• EXERCISE GOAL: Copy the lines below word for word, leaving the pictures out.

• RECORD EXCERPTS:
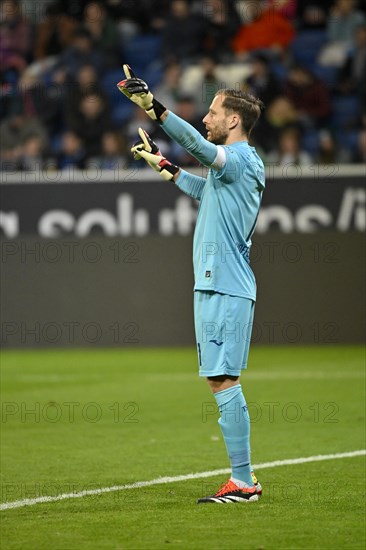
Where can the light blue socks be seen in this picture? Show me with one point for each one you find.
(235, 426)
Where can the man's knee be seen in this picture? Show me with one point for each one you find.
(222, 382)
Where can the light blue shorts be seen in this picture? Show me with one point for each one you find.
(223, 326)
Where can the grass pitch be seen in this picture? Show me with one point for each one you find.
(75, 420)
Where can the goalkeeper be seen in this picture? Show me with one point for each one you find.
(225, 288)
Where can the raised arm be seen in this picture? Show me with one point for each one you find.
(183, 133)
(147, 149)
(191, 140)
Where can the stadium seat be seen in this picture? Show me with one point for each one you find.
(328, 74)
(141, 51)
(310, 142)
(306, 46)
(122, 112)
(346, 113)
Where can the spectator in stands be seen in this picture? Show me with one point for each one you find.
(262, 82)
(86, 83)
(103, 32)
(205, 86)
(351, 79)
(182, 34)
(312, 15)
(15, 37)
(221, 23)
(187, 111)
(46, 101)
(169, 88)
(54, 33)
(278, 115)
(17, 128)
(287, 8)
(342, 23)
(268, 30)
(90, 121)
(82, 52)
(289, 150)
(72, 152)
(309, 95)
(113, 155)
(33, 153)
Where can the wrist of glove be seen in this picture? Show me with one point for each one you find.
(149, 151)
(138, 91)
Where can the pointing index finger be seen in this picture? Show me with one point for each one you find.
(128, 72)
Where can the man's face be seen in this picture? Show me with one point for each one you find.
(216, 122)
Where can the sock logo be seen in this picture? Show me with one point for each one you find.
(216, 342)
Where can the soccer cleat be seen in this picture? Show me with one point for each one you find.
(257, 485)
(230, 493)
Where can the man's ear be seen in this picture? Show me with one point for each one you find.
(234, 121)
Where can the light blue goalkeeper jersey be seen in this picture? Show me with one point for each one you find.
(229, 198)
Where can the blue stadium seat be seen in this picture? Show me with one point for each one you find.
(141, 51)
(122, 112)
(346, 112)
(306, 46)
(329, 75)
(310, 142)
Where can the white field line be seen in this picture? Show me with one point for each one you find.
(168, 479)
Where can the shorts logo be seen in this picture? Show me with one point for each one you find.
(216, 342)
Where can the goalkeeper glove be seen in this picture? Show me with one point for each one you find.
(138, 91)
(149, 151)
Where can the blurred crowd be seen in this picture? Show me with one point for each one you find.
(60, 62)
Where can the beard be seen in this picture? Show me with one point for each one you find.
(218, 135)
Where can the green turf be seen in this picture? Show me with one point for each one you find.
(110, 417)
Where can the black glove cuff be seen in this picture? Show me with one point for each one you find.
(159, 109)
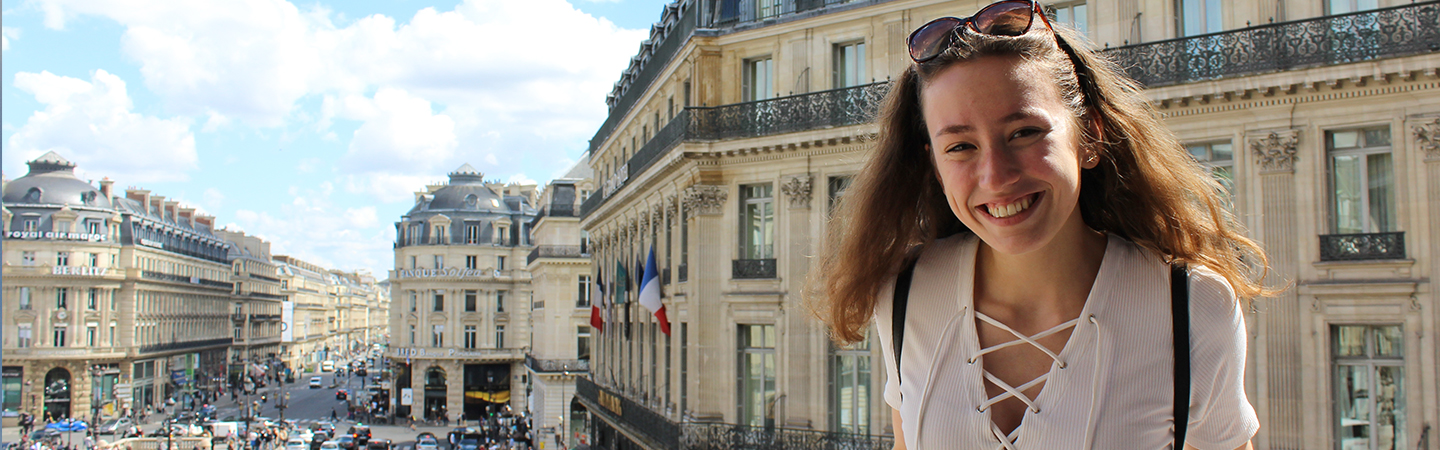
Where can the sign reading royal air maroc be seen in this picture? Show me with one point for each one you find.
(54, 235)
(444, 273)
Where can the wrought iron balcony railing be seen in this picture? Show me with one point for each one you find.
(556, 251)
(713, 436)
(558, 365)
(1362, 247)
(752, 268)
(1288, 45)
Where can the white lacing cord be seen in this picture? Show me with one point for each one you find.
(1007, 440)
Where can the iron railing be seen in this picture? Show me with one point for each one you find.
(1288, 45)
(556, 251)
(1362, 247)
(752, 268)
(556, 365)
(185, 345)
(714, 436)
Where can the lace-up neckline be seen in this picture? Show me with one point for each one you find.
(1010, 391)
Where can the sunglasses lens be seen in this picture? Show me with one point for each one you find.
(932, 38)
(1004, 19)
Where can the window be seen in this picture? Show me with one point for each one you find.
(759, 82)
(582, 342)
(1197, 18)
(582, 293)
(1370, 385)
(756, 374)
(1350, 6)
(1218, 156)
(850, 381)
(25, 335)
(1361, 181)
(756, 222)
(1072, 15)
(850, 64)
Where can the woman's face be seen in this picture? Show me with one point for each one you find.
(1007, 152)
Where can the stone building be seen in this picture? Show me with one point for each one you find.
(560, 276)
(110, 300)
(460, 316)
(739, 123)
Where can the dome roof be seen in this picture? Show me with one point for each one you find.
(52, 181)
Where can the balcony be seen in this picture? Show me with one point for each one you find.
(556, 251)
(1288, 45)
(1362, 247)
(558, 365)
(752, 268)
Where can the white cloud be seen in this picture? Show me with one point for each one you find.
(6, 33)
(91, 123)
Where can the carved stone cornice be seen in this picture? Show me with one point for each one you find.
(706, 199)
(798, 189)
(1276, 152)
(1427, 137)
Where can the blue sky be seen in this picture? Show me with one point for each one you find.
(310, 123)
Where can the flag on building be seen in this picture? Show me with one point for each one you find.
(650, 293)
(596, 297)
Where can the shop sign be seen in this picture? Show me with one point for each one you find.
(79, 270)
(54, 235)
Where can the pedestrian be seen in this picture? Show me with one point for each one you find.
(1033, 215)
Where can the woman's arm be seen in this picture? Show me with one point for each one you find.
(894, 416)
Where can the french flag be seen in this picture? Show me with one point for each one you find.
(650, 293)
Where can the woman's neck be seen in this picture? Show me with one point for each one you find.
(1057, 277)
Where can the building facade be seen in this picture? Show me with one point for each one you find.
(563, 289)
(460, 316)
(113, 302)
(740, 123)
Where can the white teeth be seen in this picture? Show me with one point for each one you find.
(1010, 209)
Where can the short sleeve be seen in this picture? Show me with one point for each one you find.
(884, 302)
(1220, 414)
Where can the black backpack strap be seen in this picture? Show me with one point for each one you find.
(1180, 313)
(897, 312)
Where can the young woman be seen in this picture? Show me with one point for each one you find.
(1041, 204)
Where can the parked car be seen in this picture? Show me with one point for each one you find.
(114, 426)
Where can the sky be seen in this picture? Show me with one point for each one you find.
(310, 123)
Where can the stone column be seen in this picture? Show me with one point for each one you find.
(1280, 387)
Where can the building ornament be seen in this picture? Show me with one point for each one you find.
(1427, 136)
(798, 189)
(706, 199)
(1276, 152)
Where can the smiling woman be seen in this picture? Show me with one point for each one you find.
(1037, 221)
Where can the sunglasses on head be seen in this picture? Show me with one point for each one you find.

• SOLUTION FOR THIS TASK:
Where can the light blue socks be seen in this picture? Show me with one point for each one you find.
(235, 426)
Where can the man's knee be seen in this picture? Show me with one point for each one you find.
(222, 382)
Where can the light blue shorts be seen in this picture? Show me with one point for each one you find.
(223, 326)
Where can the grass pitch be seen in this picture? Show me with one point for each one you find.
(75, 420)
Where can the goalkeeper be seen in this picture? Show me with one point for each one you find.
(225, 288)
Where can the raised arm be seen in this picture? Show me with one point for each one you find.
(183, 133)
(147, 149)
(191, 140)
Where can the stadium seat be seen in this picture? Show me with one point for each one you find.
(328, 74)
(141, 51)
(310, 142)
(306, 46)
(122, 112)
(346, 113)
Where can the spectator in stands be seen in this picture? Show me with one point for each one you find.
(262, 82)
(86, 83)
(103, 32)
(205, 86)
(351, 79)
(182, 34)
(312, 15)
(15, 37)
(221, 23)
(187, 111)
(46, 101)
(169, 88)
(54, 33)
(278, 115)
(17, 128)
(287, 8)
(342, 23)
(268, 30)
(90, 121)
(82, 52)
(289, 150)
(72, 152)
(309, 95)
(113, 155)
(33, 153)
Where can the wrist of glove be seen in this picture? Show me with one point for each one you find.
(149, 151)
(138, 91)
Where can the pointing index finger be seen in this picture? Show me with one point for each one you find.
(128, 72)
Where can the man's face be seen in this picture? Show me with one point for each one you find.
(216, 122)
Where can the sock logo be seen in this picture? Show me with one point for each one you find.
(216, 342)
Where can the soccer cleat be seen in this picture? Show me with one point for each one you find.
(257, 485)
(230, 493)
Where can the man's ear be seen in this picture? Show me with one point for each one you find.
(234, 121)
Where can the light blue goalkeeper jersey be seen in this picture? Show me with one point for each one you find.
(229, 198)
Where can the blue stadium seat be seen in this picture? Show me with one point for each one you find.
(141, 51)
(122, 112)
(346, 112)
(306, 46)
(329, 75)
(310, 142)
Where can the white field line be seen in this picture? Show me with one point for each one you find.
(168, 479)
Where can the shorts logo be seen in this picture? Show me with one point for each one you find.
(216, 342)
Where can the goalkeeper glove be seen in this picture? Show me with one point for each one you find.
(138, 91)
(149, 151)
Where can the blurred crowd be seen in this picture? Show me with one point for each one you find.
(60, 62)
Where can the beard be seen in this picture? Show me with one point for each one you find.
(218, 135)
Where can the green turf be seen in this picture? Show me with one point for each one you find.
(110, 417)
Where can the black glove cuff be seen in this picture? Show me with one point for each one you find.
(159, 109)
Where can the sign reading royal air maroc be seen in this picture? Show me with one point for each one you find.
(54, 235)
(444, 273)
Where can the wrought iron balcony railing be seen in this picture? Show me with one point for each one you find.
(556, 251)
(713, 436)
(558, 365)
(1362, 247)
(752, 268)
(1288, 45)
Where can the white lacing cord be seen in this picture? Show me with one point for each one you find.
(1007, 440)
Where can the iron railing be seen in this picture? Show me with one point for each one you find.
(1288, 45)
(556, 251)
(1362, 247)
(752, 268)
(556, 365)
(185, 345)
(714, 436)
Where can the lace-up neckline be seen in this picture? Show me with one point for each one you find.
(1010, 391)
Where can the sunglasses lens be seen in this picture? Show me with one point for each one you find.
(932, 38)
(1004, 19)
Where can the window be seen in this picture? Show me with one point for each one you find.
(759, 82)
(582, 342)
(1197, 18)
(582, 293)
(1370, 385)
(756, 374)
(1350, 6)
(1218, 156)
(850, 381)
(25, 335)
(1361, 181)
(756, 222)
(1072, 15)
(850, 64)
Where can the woman's face be seen in this picture? Show me with one point for each one you find.
(1007, 152)
Where can the stone building be seen in this picture? Show me with one point for each one you find.
(560, 276)
(110, 300)
(460, 316)
(739, 123)
Where can the dome roof be seen in this picture? Show me with one point for each one you find.
(52, 181)
Where can the balcony be seen in this picture? Show me with one point for each one you find.
(556, 251)
(1288, 45)
(1362, 247)
(558, 365)
(752, 268)
Where can the white cloud be seen in this picture? Show me with one point for each one you find.
(6, 33)
(91, 123)
Where can the carved stone cornice be seen in this picture? Show me with one point for each one you find.
(706, 199)
(798, 189)
(1276, 152)
(1427, 137)
Where can the blue sky be seen in this picture? Show me with one point for each one you find.
(310, 123)
Where can the flag on building be seen in this picture? Show me with one point for each one you find.
(650, 293)
(596, 297)
Where can the shop sign be seen in this picture? Show me with one point for each one you find.
(79, 270)
(54, 235)
Where can the pedestrian be seen in this picture? Show me with one point for each one you find.
(1033, 215)
Where can the woman's arm be seen in this picture? Show me with one point for each one you find.
(894, 416)
Where can the french flag be seen in this picture? Show me with one point for each one you find.
(650, 293)
Where can the woman's neck be seen in this picture? Show me with one point for each one you find.
(1057, 277)
Where can the building facade be seen in this picture? Show me with one point for each one you find.
(563, 289)
(460, 316)
(113, 302)
(740, 123)
Where can the white teeth be seen in this picture? Show me with one point for each one you find.
(1010, 209)
Where can the short sleeve be seen in this picture? Show me with one point for each one you find.
(884, 302)
(1220, 414)
Where can the black backpack strap be seen in this picture? Show me with one point for each one you find.
(1180, 313)
(897, 312)
Where can the young woman be seen in this picture? Show me with one point for each one you find.
(1041, 204)
Where can the parked car be seen in this picture? Show me with one point for each one you find.
(114, 426)
Where can the sky be seen in this picture? Show me with one point for each one you find.
(310, 123)
Where can the stone column be seen in this picture? Show me with one point for each one you find.
(1280, 387)
Where can the building ornament be seen in this picture? Show me with one point for each one you find.
(1427, 136)
(798, 189)
(706, 199)
(1276, 152)
Where can the smiling woman be seen in this picture? Show me with one point for each one you find.
(1037, 221)
Where can the sunglasses on head be seen in this picture? Show me with one point for each one you find.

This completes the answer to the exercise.